■ Brief: Please repeat all of the listing exactly.

-- Begin Rows --

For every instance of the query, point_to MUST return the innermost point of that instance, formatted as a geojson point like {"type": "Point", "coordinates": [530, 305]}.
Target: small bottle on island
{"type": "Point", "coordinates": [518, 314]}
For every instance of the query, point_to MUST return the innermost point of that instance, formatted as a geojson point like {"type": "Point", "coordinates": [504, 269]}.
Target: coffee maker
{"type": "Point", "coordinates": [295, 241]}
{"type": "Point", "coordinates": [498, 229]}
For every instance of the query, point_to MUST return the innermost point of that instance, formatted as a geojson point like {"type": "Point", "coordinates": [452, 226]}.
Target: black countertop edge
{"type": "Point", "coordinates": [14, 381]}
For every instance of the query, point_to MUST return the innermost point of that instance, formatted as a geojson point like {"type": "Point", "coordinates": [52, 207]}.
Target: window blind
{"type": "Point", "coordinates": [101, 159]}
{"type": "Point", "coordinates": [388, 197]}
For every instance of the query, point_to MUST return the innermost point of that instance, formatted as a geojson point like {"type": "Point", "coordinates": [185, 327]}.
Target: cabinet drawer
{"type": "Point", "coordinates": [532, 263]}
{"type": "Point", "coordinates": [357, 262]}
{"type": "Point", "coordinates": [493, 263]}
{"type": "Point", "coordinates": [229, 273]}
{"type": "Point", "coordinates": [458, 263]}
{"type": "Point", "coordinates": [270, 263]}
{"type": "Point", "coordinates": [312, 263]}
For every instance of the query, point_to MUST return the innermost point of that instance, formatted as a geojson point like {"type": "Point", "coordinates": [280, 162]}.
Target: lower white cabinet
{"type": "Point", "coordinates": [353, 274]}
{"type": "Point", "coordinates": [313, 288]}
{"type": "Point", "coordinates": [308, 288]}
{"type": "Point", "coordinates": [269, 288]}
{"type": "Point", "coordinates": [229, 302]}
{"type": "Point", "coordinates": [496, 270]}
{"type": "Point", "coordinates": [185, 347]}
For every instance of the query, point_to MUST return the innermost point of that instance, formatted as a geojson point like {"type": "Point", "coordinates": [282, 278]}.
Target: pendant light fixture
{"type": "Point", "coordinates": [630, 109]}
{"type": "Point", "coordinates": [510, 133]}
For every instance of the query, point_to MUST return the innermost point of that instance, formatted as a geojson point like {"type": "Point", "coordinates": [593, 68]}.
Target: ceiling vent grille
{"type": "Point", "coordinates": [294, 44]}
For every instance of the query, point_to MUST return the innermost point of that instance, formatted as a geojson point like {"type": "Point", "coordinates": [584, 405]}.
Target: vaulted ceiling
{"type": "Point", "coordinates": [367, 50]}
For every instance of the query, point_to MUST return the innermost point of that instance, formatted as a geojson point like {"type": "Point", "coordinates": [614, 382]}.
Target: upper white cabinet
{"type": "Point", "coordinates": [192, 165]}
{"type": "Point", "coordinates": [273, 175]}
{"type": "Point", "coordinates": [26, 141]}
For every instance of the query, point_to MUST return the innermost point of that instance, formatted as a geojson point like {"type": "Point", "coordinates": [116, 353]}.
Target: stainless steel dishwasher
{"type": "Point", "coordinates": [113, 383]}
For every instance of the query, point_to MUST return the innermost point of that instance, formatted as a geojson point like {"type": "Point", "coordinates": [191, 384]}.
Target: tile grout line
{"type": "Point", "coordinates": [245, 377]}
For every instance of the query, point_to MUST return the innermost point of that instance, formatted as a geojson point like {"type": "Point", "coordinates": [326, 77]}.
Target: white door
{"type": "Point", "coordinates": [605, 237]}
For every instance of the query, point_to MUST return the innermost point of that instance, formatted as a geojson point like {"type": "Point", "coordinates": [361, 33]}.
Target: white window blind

-- End Rows --

■ Result:
For every instance of the query, point_to MUST return the innermost point of that instance, formatted as a geojson point like {"type": "Point", "coordinates": [530, 305]}.
Target: small bottle on island
{"type": "Point", "coordinates": [518, 314]}
For every instance of the query, point_to MUST return the innermost point of that instance, formatted as a geojson point like {"type": "Point", "coordinates": [504, 269]}.
Target: coffee maker
{"type": "Point", "coordinates": [295, 241]}
{"type": "Point", "coordinates": [498, 229]}
For every instance of the query, point_to MUST return the innermost point of that instance, formatted as a geojson point like {"type": "Point", "coordinates": [452, 226]}.
Target: black countertop edge
{"type": "Point", "coordinates": [14, 381]}
For every instance of the query, point_to MUST return the innermost point of that instance, formatted as a geojson point like {"type": "Point", "coordinates": [52, 207]}.
Target: window blind
{"type": "Point", "coordinates": [101, 159]}
{"type": "Point", "coordinates": [388, 197]}
For every instance of the query, point_to MUST return the innermost point of that instance, formatted as a geojson point like {"type": "Point", "coordinates": [185, 327]}.
Target: cabinet drawer
{"type": "Point", "coordinates": [532, 263]}
{"type": "Point", "coordinates": [357, 262]}
{"type": "Point", "coordinates": [493, 263]}
{"type": "Point", "coordinates": [229, 273]}
{"type": "Point", "coordinates": [458, 263]}
{"type": "Point", "coordinates": [270, 263]}
{"type": "Point", "coordinates": [312, 263]}
For every instance of the query, point_to MUST return the innermost point of that instance, formatted as a geojson point like {"type": "Point", "coordinates": [280, 162]}.
Target: lower white cabinet
{"type": "Point", "coordinates": [353, 274]}
{"type": "Point", "coordinates": [313, 288]}
{"type": "Point", "coordinates": [308, 288]}
{"type": "Point", "coordinates": [269, 288]}
{"type": "Point", "coordinates": [229, 302]}
{"type": "Point", "coordinates": [496, 270]}
{"type": "Point", "coordinates": [185, 347]}
For every instance of the query, point_to MUST return the innermost point of that instance, formatted as a geojson point like {"type": "Point", "coordinates": [282, 278]}.
Target: pendant light fixture
{"type": "Point", "coordinates": [630, 109]}
{"type": "Point", "coordinates": [510, 133]}
For every instance of the query, point_to MUST return the innermost point of that instance, formatted as a geojson point like {"type": "Point", "coordinates": [593, 68]}.
Target: ceiling vent grille
{"type": "Point", "coordinates": [294, 44]}
For every instance of the query, point_to MUST return the innermost point of that instance, formatted as a geojson point like {"type": "Point", "coordinates": [584, 405]}.
Target: vaulted ceiling
{"type": "Point", "coordinates": [367, 50]}
For every instance of the query, point_to MUST return the innermost point of that instance, formatted as a geojson point like {"type": "Point", "coordinates": [614, 382]}.
Target: upper white cabinet
{"type": "Point", "coordinates": [192, 165]}
{"type": "Point", "coordinates": [273, 175]}
{"type": "Point", "coordinates": [26, 141]}
For every instance of the query, point_to MUST return the innermost point of that instance, formatted as a geojson point like {"type": "Point", "coordinates": [116, 353]}.
Target: stainless steel dishwasher
{"type": "Point", "coordinates": [113, 383]}
For every instance of the query, point_to MUST return the innermost point of that instance, formatted as a geojson point like {"type": "Point", "coordinates": [191, 384]}.
Target: tile grout line
{"type": "Point", "coordinates": [245, 377]}
For every instance of the query, point_to MUST return the innermost point of that instance, formatted as a geojson point like {"type": "Point", "coordinates": [326, 77]}.
Target: white door
{"type": "Point", "coordinates": [605, 237]}
For every instance of the query, point_to MUST return the innermost point of that instance, formatted as a geojson point like {"type": "Point", "coordinates": [361, 33]}.
Target: white window blind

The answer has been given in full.